- EXERCISE MATERIAL
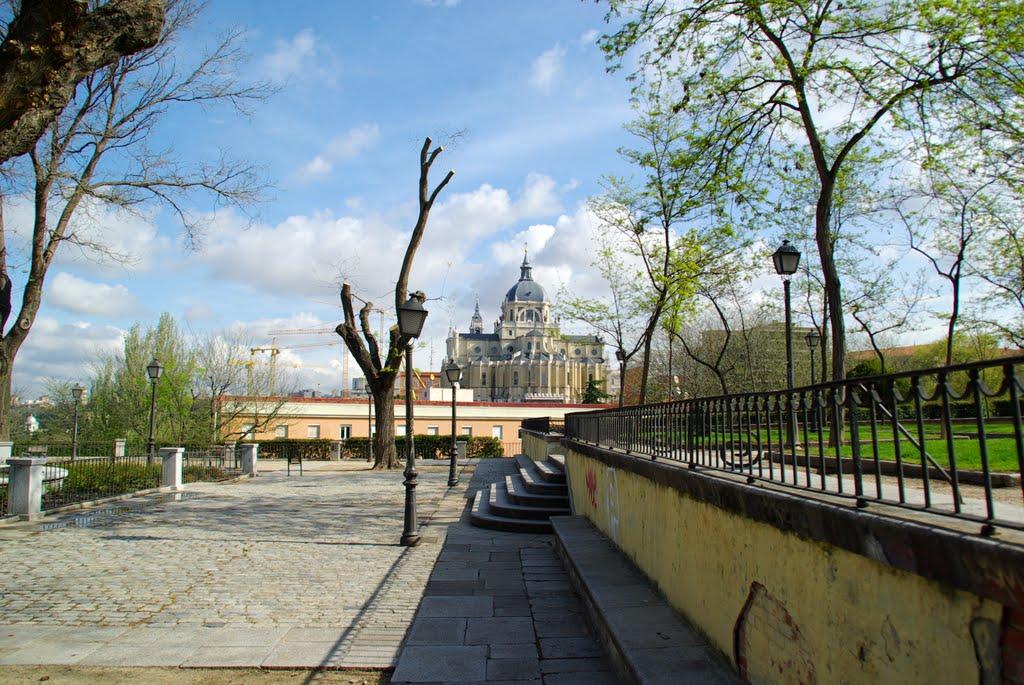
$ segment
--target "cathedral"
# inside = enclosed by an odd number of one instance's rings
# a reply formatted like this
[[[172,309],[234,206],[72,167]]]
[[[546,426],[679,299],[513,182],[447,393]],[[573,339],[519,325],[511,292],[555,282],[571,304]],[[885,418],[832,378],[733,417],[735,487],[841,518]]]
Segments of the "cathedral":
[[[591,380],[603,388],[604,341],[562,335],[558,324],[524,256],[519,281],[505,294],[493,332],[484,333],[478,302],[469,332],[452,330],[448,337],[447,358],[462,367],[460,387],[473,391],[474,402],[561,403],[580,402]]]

--

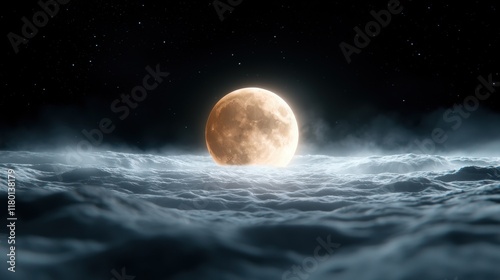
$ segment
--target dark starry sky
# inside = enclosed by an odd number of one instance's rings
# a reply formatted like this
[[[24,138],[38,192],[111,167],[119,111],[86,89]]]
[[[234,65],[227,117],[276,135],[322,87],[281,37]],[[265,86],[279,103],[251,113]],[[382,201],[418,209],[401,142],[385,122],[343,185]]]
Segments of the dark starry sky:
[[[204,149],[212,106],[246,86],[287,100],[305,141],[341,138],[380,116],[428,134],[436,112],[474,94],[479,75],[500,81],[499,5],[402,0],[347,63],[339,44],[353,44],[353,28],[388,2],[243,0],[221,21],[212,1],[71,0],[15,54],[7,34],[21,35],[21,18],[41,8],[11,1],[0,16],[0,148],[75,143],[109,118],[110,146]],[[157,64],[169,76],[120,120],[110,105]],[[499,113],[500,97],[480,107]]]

- ASSIGNMENT
In the listing, find every line containing the word "target" and list it.

- WRITTEN RESPONSE
--target "cathedral"
--target dark starry sky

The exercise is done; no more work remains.